- **Stored entries**:
* * * * *

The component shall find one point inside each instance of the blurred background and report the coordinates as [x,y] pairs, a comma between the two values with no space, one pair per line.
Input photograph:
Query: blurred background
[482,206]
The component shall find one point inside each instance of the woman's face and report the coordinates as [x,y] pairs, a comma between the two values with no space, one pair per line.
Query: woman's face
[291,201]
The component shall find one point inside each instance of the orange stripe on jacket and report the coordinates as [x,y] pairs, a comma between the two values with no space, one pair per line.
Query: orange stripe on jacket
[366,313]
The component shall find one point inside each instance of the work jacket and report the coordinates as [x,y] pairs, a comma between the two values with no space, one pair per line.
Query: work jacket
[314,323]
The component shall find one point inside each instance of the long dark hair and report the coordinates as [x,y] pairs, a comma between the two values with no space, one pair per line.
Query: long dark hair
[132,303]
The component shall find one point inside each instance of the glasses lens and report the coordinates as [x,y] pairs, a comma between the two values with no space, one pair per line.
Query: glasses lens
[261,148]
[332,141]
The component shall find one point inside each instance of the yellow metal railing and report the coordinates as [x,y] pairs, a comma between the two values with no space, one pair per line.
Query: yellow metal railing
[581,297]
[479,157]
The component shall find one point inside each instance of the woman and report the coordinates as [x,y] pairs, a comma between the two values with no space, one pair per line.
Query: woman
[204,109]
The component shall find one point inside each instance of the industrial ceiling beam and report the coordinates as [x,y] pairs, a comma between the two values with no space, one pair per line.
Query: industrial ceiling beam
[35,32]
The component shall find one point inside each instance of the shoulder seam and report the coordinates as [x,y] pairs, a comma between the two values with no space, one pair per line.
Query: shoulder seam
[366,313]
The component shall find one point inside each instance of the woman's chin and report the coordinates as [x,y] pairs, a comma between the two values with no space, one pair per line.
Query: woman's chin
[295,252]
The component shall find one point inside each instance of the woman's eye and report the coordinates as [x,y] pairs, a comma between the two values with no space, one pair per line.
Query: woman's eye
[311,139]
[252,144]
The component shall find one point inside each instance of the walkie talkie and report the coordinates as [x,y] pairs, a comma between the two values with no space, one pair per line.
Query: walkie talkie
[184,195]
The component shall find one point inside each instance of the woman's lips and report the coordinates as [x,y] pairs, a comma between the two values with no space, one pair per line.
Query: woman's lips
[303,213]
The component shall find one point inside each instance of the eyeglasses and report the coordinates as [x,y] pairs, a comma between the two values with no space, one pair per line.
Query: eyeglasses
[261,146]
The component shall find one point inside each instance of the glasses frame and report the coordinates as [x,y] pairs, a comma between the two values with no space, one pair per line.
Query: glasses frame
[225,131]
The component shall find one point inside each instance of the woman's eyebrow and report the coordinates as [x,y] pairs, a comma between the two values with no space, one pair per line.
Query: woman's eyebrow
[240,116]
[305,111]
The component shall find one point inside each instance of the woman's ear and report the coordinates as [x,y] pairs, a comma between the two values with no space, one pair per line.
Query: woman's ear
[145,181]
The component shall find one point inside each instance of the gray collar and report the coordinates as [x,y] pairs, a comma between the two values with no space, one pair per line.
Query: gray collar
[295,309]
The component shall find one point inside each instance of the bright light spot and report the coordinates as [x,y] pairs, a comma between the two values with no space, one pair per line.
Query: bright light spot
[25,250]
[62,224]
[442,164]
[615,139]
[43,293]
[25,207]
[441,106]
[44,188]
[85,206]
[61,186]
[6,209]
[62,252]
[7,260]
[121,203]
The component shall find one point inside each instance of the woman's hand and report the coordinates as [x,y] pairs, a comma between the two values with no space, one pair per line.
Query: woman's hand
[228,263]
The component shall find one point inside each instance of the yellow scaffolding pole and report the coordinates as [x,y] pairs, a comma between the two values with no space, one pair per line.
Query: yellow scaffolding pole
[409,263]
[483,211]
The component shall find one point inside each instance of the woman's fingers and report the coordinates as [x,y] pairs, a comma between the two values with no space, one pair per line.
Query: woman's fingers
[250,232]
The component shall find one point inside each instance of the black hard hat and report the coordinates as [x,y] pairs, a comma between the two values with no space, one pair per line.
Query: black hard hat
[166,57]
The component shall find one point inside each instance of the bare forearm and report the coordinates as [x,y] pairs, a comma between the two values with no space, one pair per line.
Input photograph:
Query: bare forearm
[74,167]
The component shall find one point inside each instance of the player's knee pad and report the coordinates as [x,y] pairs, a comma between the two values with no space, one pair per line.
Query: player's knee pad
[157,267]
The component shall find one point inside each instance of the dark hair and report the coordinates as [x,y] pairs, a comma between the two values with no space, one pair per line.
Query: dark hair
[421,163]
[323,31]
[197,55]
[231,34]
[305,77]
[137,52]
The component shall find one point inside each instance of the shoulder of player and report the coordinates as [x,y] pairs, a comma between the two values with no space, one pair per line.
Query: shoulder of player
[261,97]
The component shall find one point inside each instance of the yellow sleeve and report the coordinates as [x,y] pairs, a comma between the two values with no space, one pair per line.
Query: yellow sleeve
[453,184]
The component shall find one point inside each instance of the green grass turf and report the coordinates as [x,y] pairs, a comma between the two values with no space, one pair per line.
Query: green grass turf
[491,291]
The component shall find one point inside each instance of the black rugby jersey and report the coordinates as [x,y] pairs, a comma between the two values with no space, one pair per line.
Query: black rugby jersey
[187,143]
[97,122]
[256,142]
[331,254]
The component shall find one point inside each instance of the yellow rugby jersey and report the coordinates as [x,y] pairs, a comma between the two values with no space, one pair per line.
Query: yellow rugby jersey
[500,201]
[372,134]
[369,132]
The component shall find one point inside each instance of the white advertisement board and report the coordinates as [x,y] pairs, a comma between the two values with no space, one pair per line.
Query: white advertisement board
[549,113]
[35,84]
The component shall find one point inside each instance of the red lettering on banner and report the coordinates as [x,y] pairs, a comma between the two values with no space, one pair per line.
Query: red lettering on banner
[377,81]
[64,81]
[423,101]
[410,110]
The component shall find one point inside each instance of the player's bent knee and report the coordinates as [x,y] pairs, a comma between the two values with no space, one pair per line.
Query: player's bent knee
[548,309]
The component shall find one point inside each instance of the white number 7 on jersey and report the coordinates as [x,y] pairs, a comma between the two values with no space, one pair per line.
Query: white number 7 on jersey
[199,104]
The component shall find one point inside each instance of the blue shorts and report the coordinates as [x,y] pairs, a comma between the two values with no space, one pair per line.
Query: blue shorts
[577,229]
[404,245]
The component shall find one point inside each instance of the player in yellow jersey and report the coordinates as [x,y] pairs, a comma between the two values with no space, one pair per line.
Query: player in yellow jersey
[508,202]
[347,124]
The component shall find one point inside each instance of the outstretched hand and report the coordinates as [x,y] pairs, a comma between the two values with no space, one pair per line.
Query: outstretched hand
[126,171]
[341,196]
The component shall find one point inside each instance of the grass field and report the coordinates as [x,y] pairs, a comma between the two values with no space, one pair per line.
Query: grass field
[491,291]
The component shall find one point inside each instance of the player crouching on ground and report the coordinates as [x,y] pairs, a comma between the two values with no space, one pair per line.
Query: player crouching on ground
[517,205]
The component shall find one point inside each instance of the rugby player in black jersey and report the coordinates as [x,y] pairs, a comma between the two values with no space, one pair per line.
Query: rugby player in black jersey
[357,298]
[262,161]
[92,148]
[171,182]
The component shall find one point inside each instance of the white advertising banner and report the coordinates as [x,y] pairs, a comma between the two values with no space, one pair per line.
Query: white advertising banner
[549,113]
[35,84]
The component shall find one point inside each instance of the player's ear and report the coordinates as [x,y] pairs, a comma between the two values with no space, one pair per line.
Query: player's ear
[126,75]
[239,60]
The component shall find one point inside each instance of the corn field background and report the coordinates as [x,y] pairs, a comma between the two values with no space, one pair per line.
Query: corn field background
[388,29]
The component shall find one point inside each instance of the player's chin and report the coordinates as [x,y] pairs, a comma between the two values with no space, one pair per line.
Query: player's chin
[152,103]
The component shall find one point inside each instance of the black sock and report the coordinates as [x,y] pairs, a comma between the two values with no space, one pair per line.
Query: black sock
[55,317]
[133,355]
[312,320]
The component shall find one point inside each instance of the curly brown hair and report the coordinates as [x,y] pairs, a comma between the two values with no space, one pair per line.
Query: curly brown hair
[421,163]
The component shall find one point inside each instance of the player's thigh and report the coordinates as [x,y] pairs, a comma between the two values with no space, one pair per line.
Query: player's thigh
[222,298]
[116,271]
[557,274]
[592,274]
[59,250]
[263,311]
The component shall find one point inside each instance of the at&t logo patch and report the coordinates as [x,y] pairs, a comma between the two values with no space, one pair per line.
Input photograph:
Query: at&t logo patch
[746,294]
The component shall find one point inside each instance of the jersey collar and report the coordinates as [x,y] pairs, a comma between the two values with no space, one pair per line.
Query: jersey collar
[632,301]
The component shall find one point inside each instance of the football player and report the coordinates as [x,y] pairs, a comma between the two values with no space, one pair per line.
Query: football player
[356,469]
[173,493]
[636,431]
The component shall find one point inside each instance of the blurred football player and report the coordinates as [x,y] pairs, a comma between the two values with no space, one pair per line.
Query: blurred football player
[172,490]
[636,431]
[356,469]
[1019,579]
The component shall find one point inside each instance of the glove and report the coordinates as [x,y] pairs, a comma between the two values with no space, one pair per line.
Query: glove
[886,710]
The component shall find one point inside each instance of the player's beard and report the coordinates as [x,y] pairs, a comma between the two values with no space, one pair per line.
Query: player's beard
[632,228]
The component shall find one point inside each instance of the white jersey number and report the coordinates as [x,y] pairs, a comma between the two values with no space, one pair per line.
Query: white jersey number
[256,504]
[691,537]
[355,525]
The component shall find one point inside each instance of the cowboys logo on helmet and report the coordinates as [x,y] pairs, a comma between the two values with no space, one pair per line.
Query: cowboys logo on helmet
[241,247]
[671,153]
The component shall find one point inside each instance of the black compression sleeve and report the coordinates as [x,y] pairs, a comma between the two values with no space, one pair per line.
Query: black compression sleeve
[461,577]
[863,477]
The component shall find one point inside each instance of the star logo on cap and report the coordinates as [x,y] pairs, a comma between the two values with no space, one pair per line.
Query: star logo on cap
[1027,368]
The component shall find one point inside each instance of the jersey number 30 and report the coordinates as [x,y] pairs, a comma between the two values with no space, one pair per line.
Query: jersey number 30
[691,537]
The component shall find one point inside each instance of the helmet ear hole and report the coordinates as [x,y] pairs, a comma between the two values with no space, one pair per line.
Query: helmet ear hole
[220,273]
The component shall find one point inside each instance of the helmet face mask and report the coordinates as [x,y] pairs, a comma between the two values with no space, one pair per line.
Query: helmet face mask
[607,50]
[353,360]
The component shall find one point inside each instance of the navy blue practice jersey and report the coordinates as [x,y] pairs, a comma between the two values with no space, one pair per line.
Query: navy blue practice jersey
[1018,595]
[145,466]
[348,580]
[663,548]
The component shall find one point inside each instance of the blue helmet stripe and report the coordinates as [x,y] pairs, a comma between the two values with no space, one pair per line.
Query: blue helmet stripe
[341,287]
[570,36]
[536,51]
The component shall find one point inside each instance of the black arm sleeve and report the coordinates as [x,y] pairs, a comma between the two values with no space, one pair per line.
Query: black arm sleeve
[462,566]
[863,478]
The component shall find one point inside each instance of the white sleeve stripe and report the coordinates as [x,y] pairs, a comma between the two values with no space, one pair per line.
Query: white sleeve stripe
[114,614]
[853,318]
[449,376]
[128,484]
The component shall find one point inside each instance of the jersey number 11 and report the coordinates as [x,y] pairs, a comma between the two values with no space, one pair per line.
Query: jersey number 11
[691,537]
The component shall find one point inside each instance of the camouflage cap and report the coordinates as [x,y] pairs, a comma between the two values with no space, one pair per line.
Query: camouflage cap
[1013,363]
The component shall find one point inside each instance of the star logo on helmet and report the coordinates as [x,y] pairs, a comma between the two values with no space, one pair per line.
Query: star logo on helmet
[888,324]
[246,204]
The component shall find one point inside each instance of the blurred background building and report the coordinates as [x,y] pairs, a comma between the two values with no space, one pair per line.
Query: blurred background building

* * * * *

- **Your task**: Once you reach the line with "of the navy" in the data above, copy it and every line after it exactly, up to and including the line with "the blue helmet".

- **Answer below**:
The component shall find one point inside each instance of the navy blue practice jersey and report the coordinates as [x,y] pairs, a comma between the two values with no space, one pair per line.
Query: navy blue practice jersey
[1018,595]
[145,466]
[348,580]
[663,548]
The component shall find one point inside each instance of the blue helmet stripe and report the coordinates as [x,y] pairs, a comma between the two values with no space, one pair per line.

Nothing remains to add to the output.